### [What this task involves]
The answer must be every line below that holds the word "tree".
------ Records shown ------
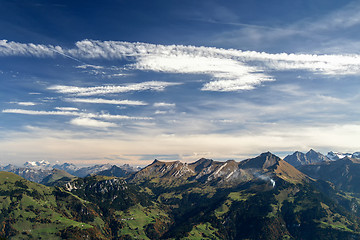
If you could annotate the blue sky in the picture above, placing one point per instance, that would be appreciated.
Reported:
(129, 81)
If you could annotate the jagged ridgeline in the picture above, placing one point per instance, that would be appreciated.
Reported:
(259, 198)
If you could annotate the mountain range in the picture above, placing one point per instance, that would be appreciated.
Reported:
(263, 197)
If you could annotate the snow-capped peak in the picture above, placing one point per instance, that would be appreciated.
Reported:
(37, 164)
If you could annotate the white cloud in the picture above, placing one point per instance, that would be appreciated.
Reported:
(164, 104)
(85, 66)
(105, 101)
(74, 113)
(102, 90)
(25, 103)
(10, 48)
(160, 112)
(88, 122)
(67, 109)
(230, 69)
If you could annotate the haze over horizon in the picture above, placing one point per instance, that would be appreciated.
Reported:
(130, 81)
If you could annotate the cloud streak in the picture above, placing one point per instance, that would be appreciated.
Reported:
(88, 122)
(229, 69)
(75, 113)
(106, 101)
(103, 90)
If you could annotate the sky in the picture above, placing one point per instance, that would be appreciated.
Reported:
(128, 81)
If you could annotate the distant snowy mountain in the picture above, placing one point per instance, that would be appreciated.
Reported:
(68, 167)
(85, 171)
(338, 155)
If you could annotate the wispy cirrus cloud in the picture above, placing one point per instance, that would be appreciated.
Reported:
(106, 101)
(89, 122)
(102, 90)
(164, 104)
(67, 108)
(229, 69)
(25, 103)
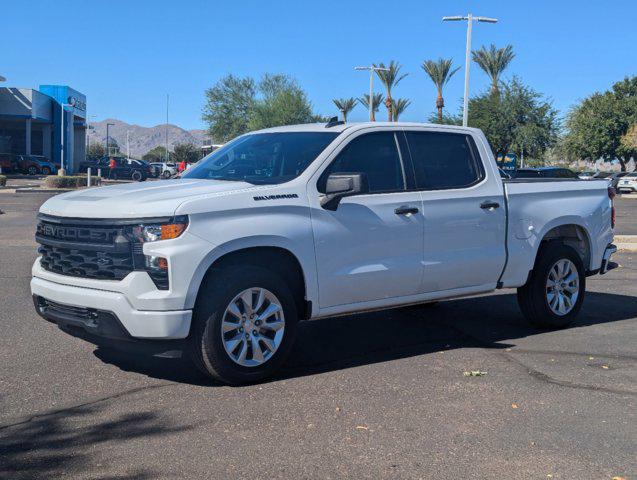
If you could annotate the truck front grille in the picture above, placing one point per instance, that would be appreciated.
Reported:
(77, 248)
(86, 263)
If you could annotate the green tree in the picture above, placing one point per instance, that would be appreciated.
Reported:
(282, 102)
(599, 126)
(95, 151)
(399, 105)
(440, 73)
(376, 101)
(157, 154)
(518, 120)
(390, 78)
(493, 61)
(345, 106)
(228, 106)
(186, 152)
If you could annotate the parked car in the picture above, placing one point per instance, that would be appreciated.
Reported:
(7, 165)
(545, 172)
(137, 170)
(34, 165)
(312, 221)
(586, 175)
(167, 169)
(628, 184)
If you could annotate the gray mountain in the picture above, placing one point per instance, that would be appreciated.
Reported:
(143, 139)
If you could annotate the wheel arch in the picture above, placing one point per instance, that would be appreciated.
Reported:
(574, 235)
(277, 258)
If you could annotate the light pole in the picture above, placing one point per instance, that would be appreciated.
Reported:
(372, 69)
(62, 105)
(108, 149)
(467, 61)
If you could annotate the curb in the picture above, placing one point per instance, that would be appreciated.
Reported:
(626, 243)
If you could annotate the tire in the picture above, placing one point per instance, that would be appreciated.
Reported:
(209, 348)
(535, 298)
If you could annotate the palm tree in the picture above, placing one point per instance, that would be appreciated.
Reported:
(390, 79)
(345, 105)
(376, 101)
(440, 73)
(493, 61)
(399, 105)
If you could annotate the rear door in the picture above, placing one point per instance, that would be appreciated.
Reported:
(463, 211)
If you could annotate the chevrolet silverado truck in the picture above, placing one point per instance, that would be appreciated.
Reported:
(310, 221)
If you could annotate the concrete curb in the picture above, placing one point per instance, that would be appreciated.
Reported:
(626, 243)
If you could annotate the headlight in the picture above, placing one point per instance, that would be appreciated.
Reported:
(160, 231)
(157, 267)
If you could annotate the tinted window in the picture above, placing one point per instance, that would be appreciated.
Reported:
(443, 160)
(263, 158)
(374, 154)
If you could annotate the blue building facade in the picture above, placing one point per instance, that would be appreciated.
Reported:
------
### [Exercise result]
If you could annotate the green tree in the picture above, placing one point per instance, that would be appreciated.
If you could annotate the palm tree in the picture above, placing one point per instance, that would be appreciated.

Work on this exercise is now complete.